* _Stated goal_
Reproduce the passage of the forum thread on the density operator in QFT that lies between "I'm reading this" and "Maybe @samalkhaiat can help.", inclusive.

* _Extract provided_
%%
I'm reading this paper. But I haven't read anything on how to calculate the density operator in a QFT or how to calculate its trace. Now I can't follow this part of the paper. Can anyone clarify?

Well to answer your question, it seems one first needs to learn CFT, I have the book of Di Franchesko but I still didn't read it, so I guess I cannot help here, what is your knowledge of CFT?

I know some CFT but actually its not necessary for this question. My question is about calculating the density matrix of any QFT. Maybe @samalkhaiat can help.

Density functional is different from density matrix(operator). In QM, density operator is calculated by the formula ## \rho=\sum_n p_n |\phi_n\rangle \langle \phi_n |## where ## \{|\phi_n\rangle\} ## is a set of not necessarily orthonormal states. I want to know how to calculate the corresponding quantity in QFT.

Tadashi Takayanagi is good young physicist, I was impressed by his lectures at CERN Winter School on Supergravity 2012. He presented the subject very well, I suggest (if you have not done so) you look at them. As you might know, to explain this properly, one needs to draw pictures. Unfortunately I cannot do this, but this does not prevent us from making formal analogy with QM. In statistical physics, the density matrix in a thermal state at (inverse) temperature [itex]\beta[/itex] is given by [tex]\rho (x,y) \propto \langle x | e^{-\beta H} | y \rangle .[/tex] The proportionality constant which ensures [tex]\mbox{Tr}( \rho ) = \int dx \ \rho (x,x) = 1 ,[/tex] is given by [tex]\frac{1}{Z} = \frac{1}{\mbox{Tr}( e^{-\beta H})} .[/tex] One can (if one wants to) express [itex]\rho[/itex] as path integral over the variables [itex]x(\tau)[/itex] which take “boundary” values [itex]y[/itex] at [itex]\tau = 0[/itex], and [itex]x[/itex] at [itex]\tau = \beta[/itex]. So, you should have no problem with path integral expression [tex]\rho (x , y) = \frac{\langle x | e^{-\beta H} | y \rangle }{Z} = (1/Z) \int [dx(\tau)] \ \delta (x(0) - y) \delta (x(\beta) - x) \ e^{- \int^{\beta}_{0} \ L d\tau} . \ \ \ (1)[/tex] Taking the trace, i.e., setting [itex]x = y[/itex] and integrating, has, therefore, the effect of “gluing the edges” along [itex]\tau = 0[/itex] and [itex]\tau = \beta[/itex] and forming a "cylinder" of circumference [itex]\beta[/itex].
%%
* _Data rows_
%%
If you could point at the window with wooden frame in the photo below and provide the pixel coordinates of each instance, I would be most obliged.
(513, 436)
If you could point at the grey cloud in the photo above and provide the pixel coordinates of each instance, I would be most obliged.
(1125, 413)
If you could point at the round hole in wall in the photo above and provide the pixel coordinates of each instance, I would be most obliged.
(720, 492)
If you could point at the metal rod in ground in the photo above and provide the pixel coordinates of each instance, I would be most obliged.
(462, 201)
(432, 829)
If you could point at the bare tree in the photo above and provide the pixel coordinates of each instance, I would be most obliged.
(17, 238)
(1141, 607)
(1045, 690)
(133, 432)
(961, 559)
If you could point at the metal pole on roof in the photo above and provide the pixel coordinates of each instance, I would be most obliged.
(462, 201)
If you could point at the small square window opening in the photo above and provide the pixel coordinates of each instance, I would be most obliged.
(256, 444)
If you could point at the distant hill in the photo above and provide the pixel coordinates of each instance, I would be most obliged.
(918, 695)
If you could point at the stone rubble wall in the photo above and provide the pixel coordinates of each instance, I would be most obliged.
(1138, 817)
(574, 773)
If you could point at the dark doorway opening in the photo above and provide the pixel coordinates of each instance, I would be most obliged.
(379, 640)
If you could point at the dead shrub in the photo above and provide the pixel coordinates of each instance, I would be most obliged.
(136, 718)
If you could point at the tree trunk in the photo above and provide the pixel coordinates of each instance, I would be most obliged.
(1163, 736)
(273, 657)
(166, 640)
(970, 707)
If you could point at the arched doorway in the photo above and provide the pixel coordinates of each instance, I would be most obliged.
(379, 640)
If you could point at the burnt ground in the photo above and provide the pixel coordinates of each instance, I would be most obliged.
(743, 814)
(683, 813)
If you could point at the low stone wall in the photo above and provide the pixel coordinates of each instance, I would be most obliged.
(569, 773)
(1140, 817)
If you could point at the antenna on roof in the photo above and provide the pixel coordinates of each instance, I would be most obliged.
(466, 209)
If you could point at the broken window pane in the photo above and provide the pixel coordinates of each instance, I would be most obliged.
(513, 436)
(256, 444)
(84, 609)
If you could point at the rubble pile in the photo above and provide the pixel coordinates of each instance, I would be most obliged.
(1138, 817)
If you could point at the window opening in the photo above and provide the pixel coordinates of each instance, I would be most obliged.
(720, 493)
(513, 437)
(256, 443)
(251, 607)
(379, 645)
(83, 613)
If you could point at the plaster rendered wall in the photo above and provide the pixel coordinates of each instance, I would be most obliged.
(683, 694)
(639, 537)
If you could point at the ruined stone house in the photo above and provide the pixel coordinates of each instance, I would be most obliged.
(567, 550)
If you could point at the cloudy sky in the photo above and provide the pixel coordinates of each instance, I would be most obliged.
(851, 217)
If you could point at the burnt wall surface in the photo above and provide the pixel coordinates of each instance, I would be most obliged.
%%
* _Full solution_
I'm reading this paper. But I haven't read anything on how to calculate the density operator in a QFT or how to calculate its trace. Now I can't follow this part of the paper. Can anyone clarify?

Well to answer your question, it seems one first needs to learn CFT, I have the book of Di Franchesko but I still didn't read it, so I guess I cannot help here, what is your knowledge of CFT?

I know some CFT but actually its not necessary for this question. My question is about calculating the density matrix of any QFT. Maybe @samalkhaiat can help.